[What is needed]
Collect every line of the entries below that contains the string "double", counting a match only when the case is the same.

[Task input]
-- begin --

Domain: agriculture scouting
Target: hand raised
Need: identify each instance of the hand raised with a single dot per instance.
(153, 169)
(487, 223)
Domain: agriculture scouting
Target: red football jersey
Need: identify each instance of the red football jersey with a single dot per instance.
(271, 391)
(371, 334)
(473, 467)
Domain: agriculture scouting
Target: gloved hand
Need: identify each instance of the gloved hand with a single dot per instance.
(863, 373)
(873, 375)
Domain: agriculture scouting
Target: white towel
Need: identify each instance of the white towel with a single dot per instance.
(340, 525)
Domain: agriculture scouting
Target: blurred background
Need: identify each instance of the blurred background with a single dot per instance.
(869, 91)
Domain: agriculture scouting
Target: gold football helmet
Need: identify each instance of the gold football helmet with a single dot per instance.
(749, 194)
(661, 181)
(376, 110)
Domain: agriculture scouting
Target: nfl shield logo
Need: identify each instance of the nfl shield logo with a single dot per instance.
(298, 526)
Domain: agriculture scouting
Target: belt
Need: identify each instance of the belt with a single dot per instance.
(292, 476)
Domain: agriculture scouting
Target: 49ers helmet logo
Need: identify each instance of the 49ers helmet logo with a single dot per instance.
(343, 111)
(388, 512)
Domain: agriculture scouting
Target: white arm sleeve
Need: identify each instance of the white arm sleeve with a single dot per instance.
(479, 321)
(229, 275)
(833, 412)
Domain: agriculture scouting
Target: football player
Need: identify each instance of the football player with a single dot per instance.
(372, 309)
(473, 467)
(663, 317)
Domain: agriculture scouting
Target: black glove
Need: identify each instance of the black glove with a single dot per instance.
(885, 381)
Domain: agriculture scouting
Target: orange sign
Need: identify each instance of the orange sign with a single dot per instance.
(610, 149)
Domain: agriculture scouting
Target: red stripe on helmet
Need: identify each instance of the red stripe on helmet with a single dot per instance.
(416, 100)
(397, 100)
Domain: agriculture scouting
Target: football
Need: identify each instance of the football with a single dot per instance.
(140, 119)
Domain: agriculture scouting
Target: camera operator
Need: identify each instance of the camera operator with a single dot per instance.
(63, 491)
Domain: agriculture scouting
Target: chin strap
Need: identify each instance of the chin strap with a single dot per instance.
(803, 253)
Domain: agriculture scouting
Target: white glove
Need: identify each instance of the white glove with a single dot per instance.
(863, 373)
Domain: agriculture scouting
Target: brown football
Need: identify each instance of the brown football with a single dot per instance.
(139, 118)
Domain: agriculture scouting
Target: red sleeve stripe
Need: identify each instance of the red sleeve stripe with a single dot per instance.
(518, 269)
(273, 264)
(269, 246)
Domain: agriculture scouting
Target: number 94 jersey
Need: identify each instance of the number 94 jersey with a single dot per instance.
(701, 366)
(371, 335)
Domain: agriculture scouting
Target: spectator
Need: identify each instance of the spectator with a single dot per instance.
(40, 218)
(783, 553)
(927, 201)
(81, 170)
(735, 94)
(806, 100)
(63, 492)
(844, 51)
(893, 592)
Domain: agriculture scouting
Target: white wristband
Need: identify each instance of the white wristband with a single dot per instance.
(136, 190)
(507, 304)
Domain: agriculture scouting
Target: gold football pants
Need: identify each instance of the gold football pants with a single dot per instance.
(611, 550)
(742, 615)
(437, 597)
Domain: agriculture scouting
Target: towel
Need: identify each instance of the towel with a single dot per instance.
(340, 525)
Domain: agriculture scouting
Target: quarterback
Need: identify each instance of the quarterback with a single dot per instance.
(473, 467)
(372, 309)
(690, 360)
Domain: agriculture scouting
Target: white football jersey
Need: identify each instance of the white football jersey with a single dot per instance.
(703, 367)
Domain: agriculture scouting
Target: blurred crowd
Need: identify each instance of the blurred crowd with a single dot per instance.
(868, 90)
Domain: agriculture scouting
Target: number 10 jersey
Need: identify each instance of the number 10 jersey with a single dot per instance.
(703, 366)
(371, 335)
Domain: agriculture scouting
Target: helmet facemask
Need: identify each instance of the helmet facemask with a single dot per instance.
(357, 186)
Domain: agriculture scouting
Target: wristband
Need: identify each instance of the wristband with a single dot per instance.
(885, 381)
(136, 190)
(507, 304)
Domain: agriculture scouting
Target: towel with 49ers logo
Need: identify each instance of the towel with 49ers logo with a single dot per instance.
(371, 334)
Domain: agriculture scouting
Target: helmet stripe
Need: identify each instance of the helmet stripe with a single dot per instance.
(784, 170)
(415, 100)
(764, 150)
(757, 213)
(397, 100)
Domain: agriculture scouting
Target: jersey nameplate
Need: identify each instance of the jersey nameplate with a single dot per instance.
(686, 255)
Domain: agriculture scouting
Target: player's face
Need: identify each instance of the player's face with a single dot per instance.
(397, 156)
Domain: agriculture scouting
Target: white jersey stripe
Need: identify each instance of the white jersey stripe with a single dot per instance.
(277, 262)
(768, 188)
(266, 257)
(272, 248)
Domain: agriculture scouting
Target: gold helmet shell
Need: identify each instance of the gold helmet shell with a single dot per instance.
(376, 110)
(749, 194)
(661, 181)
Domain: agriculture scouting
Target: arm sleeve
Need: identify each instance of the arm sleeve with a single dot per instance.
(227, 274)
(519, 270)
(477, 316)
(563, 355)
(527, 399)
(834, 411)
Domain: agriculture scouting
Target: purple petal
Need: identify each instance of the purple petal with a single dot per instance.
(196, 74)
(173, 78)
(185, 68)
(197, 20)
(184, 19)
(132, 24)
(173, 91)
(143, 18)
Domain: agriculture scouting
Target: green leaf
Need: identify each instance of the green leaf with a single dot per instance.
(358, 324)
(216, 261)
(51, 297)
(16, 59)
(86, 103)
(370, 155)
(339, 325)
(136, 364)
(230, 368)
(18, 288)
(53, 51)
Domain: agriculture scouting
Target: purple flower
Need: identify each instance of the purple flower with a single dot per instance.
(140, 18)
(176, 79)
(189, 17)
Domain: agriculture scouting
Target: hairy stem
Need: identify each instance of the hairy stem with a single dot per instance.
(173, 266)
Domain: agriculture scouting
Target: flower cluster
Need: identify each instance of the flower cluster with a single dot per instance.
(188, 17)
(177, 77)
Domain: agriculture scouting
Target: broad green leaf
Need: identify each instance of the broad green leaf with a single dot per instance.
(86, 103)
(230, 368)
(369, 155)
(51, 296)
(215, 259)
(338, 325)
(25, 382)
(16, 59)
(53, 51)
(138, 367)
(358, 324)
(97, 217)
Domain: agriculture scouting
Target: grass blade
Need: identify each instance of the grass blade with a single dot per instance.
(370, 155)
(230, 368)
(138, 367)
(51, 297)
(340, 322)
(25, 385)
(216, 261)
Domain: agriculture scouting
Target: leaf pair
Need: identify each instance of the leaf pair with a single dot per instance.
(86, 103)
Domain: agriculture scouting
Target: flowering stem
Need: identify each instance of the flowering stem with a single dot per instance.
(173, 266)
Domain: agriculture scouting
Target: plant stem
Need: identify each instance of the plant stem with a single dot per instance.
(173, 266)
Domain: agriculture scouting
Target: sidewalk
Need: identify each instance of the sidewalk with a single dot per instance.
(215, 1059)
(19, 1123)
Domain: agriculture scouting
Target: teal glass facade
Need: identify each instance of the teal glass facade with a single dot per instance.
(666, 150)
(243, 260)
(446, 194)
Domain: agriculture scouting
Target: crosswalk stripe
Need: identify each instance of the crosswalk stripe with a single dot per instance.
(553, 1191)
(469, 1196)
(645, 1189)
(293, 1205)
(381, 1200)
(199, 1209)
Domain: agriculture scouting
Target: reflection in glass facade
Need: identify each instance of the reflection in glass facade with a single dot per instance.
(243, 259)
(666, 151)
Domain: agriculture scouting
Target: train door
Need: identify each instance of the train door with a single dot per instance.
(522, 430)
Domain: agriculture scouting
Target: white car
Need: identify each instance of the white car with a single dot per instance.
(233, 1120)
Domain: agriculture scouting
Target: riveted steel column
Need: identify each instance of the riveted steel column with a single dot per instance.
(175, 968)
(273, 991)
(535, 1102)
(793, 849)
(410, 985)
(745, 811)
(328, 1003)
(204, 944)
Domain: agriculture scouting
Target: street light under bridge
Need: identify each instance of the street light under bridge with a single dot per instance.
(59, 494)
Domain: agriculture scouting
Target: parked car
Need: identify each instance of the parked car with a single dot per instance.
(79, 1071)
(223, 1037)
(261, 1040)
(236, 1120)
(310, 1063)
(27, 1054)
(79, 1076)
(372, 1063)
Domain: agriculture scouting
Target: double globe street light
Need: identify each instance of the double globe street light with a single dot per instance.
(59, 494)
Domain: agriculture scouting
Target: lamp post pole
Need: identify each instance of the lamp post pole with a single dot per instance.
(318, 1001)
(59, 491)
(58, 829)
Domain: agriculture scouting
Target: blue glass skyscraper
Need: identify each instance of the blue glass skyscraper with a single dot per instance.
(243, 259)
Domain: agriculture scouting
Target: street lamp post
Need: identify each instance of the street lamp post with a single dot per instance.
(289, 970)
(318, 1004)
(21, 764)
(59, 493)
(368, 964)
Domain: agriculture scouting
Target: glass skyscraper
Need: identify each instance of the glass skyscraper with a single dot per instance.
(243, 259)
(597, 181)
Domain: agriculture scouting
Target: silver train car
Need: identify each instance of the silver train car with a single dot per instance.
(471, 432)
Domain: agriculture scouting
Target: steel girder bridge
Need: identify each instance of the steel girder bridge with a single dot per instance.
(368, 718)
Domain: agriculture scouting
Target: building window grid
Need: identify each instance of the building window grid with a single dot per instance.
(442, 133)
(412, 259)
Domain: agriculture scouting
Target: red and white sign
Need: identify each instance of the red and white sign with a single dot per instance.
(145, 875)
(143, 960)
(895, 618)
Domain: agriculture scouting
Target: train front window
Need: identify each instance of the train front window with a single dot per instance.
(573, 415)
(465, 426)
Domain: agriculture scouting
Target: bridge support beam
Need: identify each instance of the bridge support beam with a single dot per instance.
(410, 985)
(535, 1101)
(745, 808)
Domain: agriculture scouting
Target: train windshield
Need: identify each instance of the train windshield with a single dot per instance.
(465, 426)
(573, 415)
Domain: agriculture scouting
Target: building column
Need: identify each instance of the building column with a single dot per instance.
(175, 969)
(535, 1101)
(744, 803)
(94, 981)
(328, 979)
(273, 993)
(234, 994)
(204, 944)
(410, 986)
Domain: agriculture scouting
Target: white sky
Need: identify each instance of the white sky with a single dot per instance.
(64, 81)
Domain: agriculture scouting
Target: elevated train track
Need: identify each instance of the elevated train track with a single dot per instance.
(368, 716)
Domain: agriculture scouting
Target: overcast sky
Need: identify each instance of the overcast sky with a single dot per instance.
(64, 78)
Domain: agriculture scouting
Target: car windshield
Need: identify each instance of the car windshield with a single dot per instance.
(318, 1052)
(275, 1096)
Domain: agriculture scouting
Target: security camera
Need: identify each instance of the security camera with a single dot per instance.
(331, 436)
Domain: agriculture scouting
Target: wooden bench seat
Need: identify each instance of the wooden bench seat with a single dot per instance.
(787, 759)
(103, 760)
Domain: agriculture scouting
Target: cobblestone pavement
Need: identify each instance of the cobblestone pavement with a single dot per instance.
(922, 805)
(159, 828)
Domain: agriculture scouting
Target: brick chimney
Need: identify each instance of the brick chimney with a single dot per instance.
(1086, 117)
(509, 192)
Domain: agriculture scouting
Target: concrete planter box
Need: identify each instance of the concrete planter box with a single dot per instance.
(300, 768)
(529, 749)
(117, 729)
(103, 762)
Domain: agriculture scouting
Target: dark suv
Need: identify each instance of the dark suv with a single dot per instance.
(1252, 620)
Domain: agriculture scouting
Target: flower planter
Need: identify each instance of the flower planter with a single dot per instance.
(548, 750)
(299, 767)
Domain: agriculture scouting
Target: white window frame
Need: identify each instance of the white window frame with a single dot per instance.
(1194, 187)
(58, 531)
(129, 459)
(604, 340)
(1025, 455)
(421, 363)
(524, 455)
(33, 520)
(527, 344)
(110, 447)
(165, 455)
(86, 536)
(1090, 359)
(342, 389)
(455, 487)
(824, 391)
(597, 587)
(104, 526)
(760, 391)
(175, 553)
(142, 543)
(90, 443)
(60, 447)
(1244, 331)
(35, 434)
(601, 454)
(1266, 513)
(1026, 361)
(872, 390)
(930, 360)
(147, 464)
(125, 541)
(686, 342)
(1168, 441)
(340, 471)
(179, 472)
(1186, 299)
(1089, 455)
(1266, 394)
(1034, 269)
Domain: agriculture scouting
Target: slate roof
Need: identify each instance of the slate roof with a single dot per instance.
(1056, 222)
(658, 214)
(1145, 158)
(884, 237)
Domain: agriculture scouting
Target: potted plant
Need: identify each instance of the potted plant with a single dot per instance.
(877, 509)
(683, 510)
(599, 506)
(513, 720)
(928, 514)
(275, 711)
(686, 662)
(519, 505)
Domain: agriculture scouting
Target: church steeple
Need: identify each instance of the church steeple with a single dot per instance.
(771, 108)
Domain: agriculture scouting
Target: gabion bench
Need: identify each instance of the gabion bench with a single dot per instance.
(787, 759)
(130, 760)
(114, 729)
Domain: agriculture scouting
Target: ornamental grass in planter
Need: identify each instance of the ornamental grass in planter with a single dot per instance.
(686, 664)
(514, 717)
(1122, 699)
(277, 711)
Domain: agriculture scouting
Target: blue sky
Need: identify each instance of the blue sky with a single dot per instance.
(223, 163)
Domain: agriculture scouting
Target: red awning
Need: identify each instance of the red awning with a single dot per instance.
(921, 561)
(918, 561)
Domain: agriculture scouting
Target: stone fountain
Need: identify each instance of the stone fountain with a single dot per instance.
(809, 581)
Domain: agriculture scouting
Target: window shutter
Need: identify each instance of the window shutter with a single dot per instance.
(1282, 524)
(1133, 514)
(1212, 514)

-- end --

[Expected answer]
Target: double globe street light
Need: identify each instance of the double globe street light with a single dot per instance.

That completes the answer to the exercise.